**Written exercise**:
Every line from the one containing "Would you be so kind as to locate the door handle" to the final line of the material below must be reproduced exactly; leave out all other lines.

** BEGIN **

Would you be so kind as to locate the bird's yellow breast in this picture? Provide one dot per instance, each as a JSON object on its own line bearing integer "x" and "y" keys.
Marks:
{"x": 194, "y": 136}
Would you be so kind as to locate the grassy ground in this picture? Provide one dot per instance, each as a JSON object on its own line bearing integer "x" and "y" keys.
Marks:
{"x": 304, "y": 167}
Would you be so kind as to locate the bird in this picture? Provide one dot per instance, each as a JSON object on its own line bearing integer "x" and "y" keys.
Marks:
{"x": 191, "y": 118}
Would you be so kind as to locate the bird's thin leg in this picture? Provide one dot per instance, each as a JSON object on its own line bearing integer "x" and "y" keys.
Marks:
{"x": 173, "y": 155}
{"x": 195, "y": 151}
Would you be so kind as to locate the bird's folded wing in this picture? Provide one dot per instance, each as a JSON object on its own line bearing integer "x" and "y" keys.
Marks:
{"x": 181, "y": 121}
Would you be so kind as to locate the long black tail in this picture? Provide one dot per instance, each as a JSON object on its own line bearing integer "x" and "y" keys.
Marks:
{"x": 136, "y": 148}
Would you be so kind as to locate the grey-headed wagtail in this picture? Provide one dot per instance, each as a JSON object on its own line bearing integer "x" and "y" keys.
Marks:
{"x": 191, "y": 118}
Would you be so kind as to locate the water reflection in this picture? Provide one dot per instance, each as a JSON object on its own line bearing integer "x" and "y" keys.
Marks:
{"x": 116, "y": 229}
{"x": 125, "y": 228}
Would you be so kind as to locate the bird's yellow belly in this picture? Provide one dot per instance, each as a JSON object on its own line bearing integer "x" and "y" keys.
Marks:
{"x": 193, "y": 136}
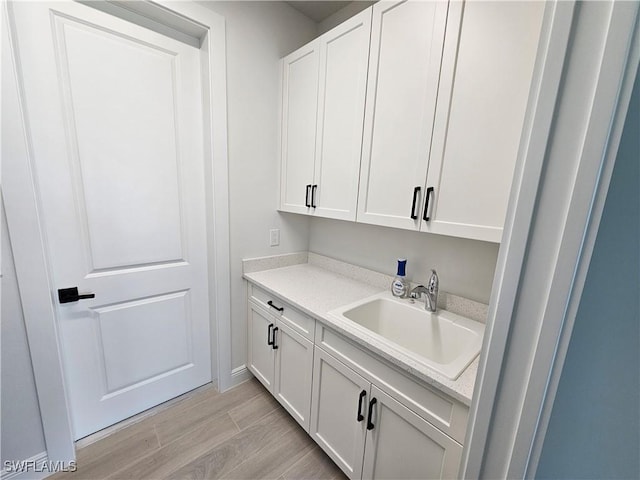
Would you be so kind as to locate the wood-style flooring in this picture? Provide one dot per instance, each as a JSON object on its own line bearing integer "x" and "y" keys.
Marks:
{"x": 239, "y": 434}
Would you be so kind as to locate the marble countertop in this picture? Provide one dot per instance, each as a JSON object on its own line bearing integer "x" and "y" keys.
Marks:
{"x": 316, "y": 290}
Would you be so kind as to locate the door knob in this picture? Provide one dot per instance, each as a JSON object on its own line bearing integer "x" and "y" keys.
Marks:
{"x": 68, "y": 295}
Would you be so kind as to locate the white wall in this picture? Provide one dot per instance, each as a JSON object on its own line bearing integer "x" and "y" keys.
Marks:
{"x": 22, "y": 435}
{"x": 258, "y": 35}
{"x": 343, "y": 14}
{"x": 594, "y": 430}
{"x": 465, "y": 267}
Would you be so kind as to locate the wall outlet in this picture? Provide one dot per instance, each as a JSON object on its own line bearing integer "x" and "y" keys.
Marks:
{"x": 274, "y": 237}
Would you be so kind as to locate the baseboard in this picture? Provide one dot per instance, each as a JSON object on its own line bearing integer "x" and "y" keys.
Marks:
{"x": 34, "y": 468}
{"x": 239, "y": 374}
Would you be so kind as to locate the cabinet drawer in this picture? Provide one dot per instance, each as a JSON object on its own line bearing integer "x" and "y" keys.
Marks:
{"x": 447, "y": 414}
{"x": 297, "y": 320}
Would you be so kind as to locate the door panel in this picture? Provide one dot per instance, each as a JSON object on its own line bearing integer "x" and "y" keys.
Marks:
{"x": 260, "y": 353}
{"x": 334, "y": 409}
{"x": 115, "y": 125}
{"x": 399, "y": 433}
{"x": 294, "y": 366}
{"x": 344, "y": 58}
{"x": 142, "y": 197}
{"x": 299, "y": 110}
{"x": 404, "y": 66}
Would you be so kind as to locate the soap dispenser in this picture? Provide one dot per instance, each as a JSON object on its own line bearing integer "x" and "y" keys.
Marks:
{"x": 400, "y": 286}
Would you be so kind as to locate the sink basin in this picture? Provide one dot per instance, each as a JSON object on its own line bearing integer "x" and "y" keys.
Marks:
{"x": 443, "y": 341}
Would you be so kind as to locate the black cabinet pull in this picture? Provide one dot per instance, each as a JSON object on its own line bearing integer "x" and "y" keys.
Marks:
{"x": 306, "y": 196}
{"x": 414, "y": 215}
{"x": 68, "y": 295}
{"x": 269, "y": 340}
{"x": 426, "y": 217}
{"x": 370, "y": 425}
{"x": 362, "y": 395}
{"x": 271, "y": 304}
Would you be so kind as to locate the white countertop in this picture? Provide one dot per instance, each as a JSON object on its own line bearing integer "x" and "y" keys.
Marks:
{"x": 316, "y": 291}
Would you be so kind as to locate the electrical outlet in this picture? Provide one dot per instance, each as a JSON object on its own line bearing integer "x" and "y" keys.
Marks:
{"x": 274, "y": 237}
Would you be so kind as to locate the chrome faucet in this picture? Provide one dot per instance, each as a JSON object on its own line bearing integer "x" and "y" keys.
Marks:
{"x": 430, "y": 292}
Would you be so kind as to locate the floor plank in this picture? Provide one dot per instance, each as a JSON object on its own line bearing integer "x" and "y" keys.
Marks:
{"x": 234, "y": 451}
{"x": 243, "y": 433}
{"x": 315, "y": 465}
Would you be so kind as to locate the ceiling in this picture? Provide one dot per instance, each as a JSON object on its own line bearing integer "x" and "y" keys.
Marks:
{"x": 318, "y": 10}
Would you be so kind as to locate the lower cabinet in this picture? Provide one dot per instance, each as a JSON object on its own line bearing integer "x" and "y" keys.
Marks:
{"x": 369, "y": 434}
{"x": 282, "y": 360}
{"x": 374, "y": 421}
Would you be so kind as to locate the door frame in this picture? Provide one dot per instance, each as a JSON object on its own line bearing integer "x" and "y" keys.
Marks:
{"x": 183, "y": 21}
{"x": 550, "y": 229}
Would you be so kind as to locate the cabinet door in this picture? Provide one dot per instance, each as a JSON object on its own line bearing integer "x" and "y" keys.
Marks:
{"x": 490, "y": 48}
{"x": 293, "y": 371}
{"x": 298, "y": 134}
{"x": 344, "y": 54}
{"x": 337, "y": 399}
{"x": 402, "y": 445}
{"x": 260, "y": 353}
{"x": 404, "y": 65}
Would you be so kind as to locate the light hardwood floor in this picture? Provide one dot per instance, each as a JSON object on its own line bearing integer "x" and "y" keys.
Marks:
{"x": 239, "y": 434}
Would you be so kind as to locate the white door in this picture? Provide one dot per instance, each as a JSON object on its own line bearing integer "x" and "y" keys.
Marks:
{"x": 293, "y": 371}
{"x": 402, "y": 445}
{"x": 339, "y": 402}
{"x": 344, "y": 55}
{"x": 260, "y": 349}
{"x": 404, "y": 65}
{"x": 299, "y": 110}
{"x": 114, "y": 118}
{"x": 490, "y": 48}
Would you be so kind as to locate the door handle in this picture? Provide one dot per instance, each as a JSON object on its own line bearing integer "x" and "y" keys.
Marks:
{"x": 306, "y": 196}
{"x": 68, "y": 295}
{"x": 370, "y": 425}
{"x": 269, "y": 340}
{"x": 362, "y": 395}
{"x": 425, "y": 216}
{"x": 414, "y": 215}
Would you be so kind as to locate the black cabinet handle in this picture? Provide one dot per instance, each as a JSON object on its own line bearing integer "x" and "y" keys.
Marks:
{"x": 370, "y": 425}
{"x": 362, "y": 395}
{"x": 414, "y": 215}
{"x": 68, "y": 295}
{"x": 306, "y": 196}
{"x": 426, "y": 217}
{"x": 271, "y": 304}
{"x": 269, "y": 340}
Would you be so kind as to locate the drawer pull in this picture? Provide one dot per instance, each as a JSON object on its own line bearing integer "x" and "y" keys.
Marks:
{"x": 271, "y": 304}
{"x": 362, "y": 395}
{"x": 269, "y": 340}
{"x": 370, "y": 425}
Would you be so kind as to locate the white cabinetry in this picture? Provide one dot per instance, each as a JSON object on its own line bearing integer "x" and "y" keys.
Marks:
{"x": 404, "y": 65}
{"x": 280, "y": 352}
{"x": 376, "y": 423}
{"x": 323, "y": 98}
{"x": 447, "y": 85}
{"x": 487, "y": 66}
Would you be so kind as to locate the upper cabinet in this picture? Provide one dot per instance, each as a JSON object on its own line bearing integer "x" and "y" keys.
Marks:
{"x": 487, "y": 66}
{"x": 404, "y": 65}
{"x": 322, "y": 116}
{"x": 433, "y": 148}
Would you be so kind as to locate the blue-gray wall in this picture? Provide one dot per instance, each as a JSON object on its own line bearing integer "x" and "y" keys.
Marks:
{"x": 594, "y": 430}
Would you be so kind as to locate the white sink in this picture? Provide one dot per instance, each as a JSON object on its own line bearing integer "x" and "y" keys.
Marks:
{"x": 443, "y": 341}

** END **

**The response**:
Would you be so kind as to locate the door handle in this picture? Provide one dot per instance, each as a JSON object on its own line bearing integer "x" and "y" keys.
Marks:
{"x": 306, "y": 196}
{"x": 68, "y": 295}
{"x": 370, "y": 425}
{"x": 269, "y": 340}
{"x": 362, "y": 395}
{"x": 425, "y": 216}
{"x": 414, "y": 215}
Would you be so kind as to locate the black cabinet handle in this picture? Provide one dot per instance, each as a JSON object on its own line bearing integer "x" and "y" keys.
Marks:
{"x": 370, "y": 425}
{"x": 362, "y": 395}
{"x": 414, "y": 215}
{"x": 68, "y": 295}
{"x": 306, "y": 196}
{"x": 426, "y": 217}
{"x": 271, "y": 304}
{"x": 269, "y": 340}
Would you be so kind as to locate the drawer pull in this picture? Provide one dot per instance, each as a JSON object on its own line bearing integer "x" and "y" keys.
Marks:
{"x": 271, "y": 304}
{"x": 362, "y": 395}
{"x": 269, "y": 340}
{"x": 370, "y": 425}
Would you be so kind as to locate the white cabinetry in this picture? Provide one dot per instance, each as a JSON object on its own line bearing integer "x" and "y" keys.
Marks:
{"x": 404, "y": 65}
{"x": 280, "y": 352}
{"x": 376, "y": 423}
{"x": 323, "y": 98}
{"x": 447, "y": 85}
{"x": 487, "y": 66}
Would you be so kind as to locate the upper cabinet in this picture? Provide one dot per instance, each as a JSON object on its own line bearing integer "x" and "y" keys.
Marks:
{"x": 487, "y": 66}
{"x": 404, "y": 65}
{"x": 322, "y": 116}
{"x": 433, "y": 148}
Would you be so kind as to locate the blue-gray wall in this picture? Provide one dot per instance, each as a JSON object on its own line bearing integer "x" and "y" keys.
Marks:
{"x": 594, "y": 430}
Would you be so kind as to locate the white sink in this picture? Provide one dot per instance, each as a JSON object on its own line bearing integer "x" and "y" keys.
Marks:
{"x": 443, "y": 341}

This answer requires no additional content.